*** Extracted material ***

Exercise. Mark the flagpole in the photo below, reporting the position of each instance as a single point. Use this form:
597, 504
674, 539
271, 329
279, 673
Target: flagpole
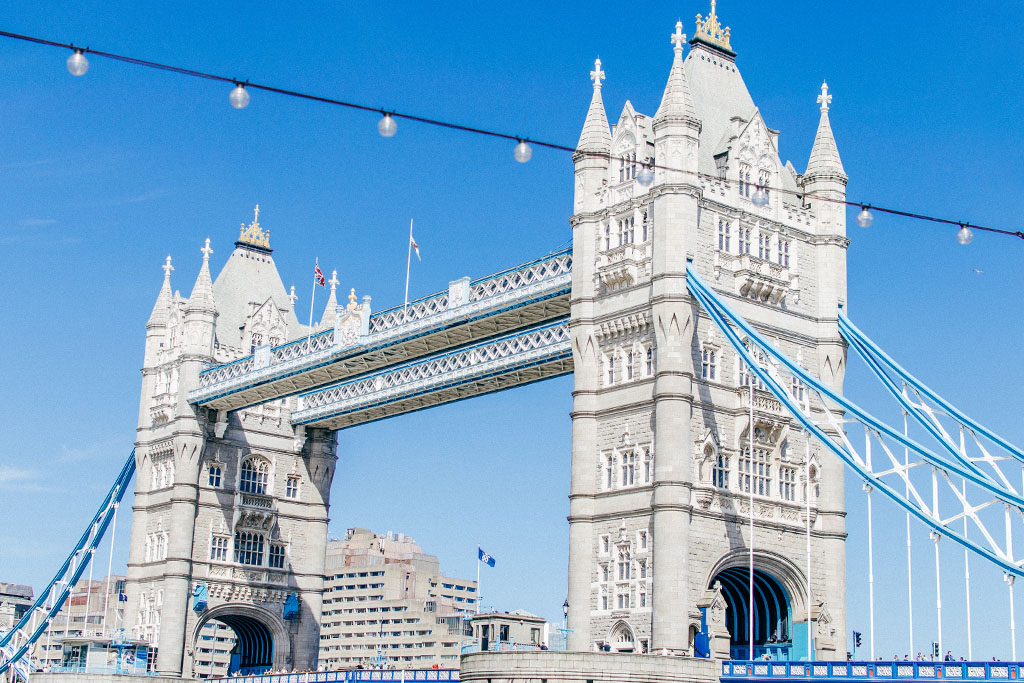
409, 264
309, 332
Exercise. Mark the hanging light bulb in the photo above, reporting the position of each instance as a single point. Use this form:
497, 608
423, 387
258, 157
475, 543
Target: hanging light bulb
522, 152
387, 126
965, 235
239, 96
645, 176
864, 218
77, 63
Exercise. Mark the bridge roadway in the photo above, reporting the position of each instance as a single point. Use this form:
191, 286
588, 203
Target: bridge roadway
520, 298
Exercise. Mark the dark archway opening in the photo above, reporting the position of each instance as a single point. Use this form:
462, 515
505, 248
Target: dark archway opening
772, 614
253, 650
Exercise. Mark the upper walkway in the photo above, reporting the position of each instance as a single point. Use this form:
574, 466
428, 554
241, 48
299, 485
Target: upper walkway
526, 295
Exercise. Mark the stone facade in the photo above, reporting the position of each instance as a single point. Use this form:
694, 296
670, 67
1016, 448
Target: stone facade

*** End of Extracted material ***

Copy all the lines of data exactly as they appear, dropping any images.

Result below:
Exercise. Mark the flagpole in the photo below, reporting the position of each instance as a single point. Use this form:
597, 504
674, 539
271, 329
279, 673
Target: flagpole
409, 264
309, 332
Exercise. Mark the hanging light bulb in the photo above, reporting the position of each instance as a single point. Use this form:
497, 608
423, 387
258, 157
475, 543
Target: hanging light bulb
522, 152
387, 126
965, 235
239, 96
645, 176
864, 218
77, 63
Exercise. Mark the bridge roadway in the photo above, reporting the position of each instance as a single point. Use this form:
191, 286
588, 203
Target: bridge roadway
520, 298
Exercise. Mark the dark archway opening in the photo above, reporting the position of each instance as a single point. Use this form:
462, 515
505, 248
Target: dark archway opening
772, 614
253, 650
Exercise. Mark the upper walkway in the photo above, reporting the position of each instance as a single point. Use this form:
574, 466
428, 554
241, 48
299, 485
Target: upper walkway
526, 295
Exercise. Mark the stone facade in the photo above, reporting the position of each instance as a single point. Use this form:
694, 296
670, 67
1016, 448
Target: stone facade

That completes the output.